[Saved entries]
• • •
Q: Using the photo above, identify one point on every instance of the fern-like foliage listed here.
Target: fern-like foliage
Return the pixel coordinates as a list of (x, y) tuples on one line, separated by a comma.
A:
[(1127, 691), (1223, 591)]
• • •
Print exactly the lines above, starting at the line that contains "Target: fern-like foliage" and ending with the last line of the records, both included.

* Reply *
Target: fern-like foliage
Return the pixel coordinates as a list of (x, y) tuples on one line, separated by a comma.
A:
[(1127, 691), (1223, 591)]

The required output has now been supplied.